--- Start of EXERCISE INPUTS ---
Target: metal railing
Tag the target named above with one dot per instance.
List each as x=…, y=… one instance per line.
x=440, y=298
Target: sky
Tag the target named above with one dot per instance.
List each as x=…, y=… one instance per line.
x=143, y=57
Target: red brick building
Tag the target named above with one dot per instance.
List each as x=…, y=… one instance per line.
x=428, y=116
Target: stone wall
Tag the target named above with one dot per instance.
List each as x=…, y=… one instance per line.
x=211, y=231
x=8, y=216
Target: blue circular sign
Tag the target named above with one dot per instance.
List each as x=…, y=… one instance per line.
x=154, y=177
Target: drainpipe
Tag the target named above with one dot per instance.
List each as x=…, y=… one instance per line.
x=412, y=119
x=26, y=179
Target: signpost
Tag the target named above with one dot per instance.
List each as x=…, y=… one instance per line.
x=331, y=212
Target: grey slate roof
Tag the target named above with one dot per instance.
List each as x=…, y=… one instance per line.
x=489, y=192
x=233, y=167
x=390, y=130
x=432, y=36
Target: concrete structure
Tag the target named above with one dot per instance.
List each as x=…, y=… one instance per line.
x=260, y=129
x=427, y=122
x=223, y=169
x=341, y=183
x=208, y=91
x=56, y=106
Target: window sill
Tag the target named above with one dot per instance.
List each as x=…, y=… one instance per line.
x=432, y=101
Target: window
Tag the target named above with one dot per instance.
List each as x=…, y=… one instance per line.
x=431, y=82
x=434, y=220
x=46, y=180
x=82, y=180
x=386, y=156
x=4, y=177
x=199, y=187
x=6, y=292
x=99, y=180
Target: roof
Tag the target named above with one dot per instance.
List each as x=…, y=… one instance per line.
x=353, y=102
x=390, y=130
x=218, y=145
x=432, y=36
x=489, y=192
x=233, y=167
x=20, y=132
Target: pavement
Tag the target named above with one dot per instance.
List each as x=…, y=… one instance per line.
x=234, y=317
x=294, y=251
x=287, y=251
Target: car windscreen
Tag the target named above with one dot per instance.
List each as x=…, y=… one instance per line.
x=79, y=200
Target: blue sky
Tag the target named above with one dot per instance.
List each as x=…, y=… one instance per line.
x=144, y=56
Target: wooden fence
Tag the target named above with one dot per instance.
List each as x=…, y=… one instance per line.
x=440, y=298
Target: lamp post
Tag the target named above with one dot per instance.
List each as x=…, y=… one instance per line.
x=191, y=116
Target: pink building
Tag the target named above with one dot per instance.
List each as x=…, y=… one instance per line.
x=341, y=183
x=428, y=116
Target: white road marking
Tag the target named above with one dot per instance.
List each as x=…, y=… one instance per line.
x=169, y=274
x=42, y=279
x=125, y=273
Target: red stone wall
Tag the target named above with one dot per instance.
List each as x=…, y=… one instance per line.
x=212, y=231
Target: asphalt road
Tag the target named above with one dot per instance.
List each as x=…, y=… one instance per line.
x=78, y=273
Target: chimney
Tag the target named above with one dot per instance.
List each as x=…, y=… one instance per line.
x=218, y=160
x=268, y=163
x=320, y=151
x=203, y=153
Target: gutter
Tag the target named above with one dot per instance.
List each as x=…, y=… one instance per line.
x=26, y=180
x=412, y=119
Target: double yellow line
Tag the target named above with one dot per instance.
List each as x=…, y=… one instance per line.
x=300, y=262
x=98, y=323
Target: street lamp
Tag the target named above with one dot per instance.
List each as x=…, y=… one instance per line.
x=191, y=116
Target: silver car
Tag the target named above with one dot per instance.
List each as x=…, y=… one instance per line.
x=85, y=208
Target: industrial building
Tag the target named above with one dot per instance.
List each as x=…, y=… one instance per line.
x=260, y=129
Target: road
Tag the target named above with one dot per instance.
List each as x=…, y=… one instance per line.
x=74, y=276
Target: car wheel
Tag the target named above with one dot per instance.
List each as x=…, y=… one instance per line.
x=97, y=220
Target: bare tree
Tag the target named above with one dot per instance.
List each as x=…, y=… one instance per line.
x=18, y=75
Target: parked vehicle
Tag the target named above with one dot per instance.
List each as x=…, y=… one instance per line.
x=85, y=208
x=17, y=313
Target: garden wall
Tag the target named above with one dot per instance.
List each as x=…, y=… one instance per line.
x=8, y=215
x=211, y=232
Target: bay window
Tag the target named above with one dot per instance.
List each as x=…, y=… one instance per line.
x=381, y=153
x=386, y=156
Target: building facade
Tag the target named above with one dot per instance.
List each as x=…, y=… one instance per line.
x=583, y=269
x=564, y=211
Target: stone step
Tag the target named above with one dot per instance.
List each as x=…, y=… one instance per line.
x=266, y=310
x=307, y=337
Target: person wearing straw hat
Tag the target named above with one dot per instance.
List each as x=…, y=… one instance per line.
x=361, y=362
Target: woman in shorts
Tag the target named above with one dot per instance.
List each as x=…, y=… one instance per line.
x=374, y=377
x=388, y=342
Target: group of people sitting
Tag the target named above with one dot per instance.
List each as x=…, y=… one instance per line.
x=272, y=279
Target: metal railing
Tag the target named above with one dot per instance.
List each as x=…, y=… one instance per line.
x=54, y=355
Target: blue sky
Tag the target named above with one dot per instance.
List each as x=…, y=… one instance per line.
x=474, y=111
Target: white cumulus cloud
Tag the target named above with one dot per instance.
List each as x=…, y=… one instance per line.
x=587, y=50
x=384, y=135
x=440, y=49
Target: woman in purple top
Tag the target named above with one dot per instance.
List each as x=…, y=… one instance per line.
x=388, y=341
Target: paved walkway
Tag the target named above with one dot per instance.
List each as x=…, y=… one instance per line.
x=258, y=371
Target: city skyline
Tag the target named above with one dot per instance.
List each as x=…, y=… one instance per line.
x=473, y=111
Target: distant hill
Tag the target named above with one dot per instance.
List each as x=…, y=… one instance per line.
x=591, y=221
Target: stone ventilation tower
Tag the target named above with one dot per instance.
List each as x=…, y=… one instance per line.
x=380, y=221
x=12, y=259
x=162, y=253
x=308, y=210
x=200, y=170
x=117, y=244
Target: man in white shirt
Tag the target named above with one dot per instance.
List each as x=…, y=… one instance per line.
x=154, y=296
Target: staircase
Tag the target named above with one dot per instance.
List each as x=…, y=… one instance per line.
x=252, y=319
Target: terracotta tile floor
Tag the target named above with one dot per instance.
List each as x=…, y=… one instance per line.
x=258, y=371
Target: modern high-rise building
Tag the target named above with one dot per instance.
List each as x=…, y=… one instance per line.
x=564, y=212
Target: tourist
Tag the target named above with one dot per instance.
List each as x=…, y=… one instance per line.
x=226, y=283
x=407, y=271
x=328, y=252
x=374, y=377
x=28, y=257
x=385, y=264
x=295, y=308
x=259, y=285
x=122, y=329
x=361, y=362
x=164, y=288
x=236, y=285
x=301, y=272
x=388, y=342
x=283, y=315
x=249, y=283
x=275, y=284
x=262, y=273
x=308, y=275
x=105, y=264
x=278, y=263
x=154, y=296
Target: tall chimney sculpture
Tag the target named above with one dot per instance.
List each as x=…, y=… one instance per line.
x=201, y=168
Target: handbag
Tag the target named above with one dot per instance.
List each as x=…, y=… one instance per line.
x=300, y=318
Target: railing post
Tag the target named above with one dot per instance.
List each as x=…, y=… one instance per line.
--- End of EXERCISE INPUTS ---
Add 53 to every coordinate value in the data, from the line that contains "Target: handbag" through the last line of the data, both ends included. Write out every line in that span, keeping all other text unchanged.

Target: handbag
Tag the target named above with one dot per instance.
List each as x=…, y=… one instance per line.
x=353, y=371
Target: railing post
Tag the target named above with one dot per instance.
List each as x=…, y=… one instance per line.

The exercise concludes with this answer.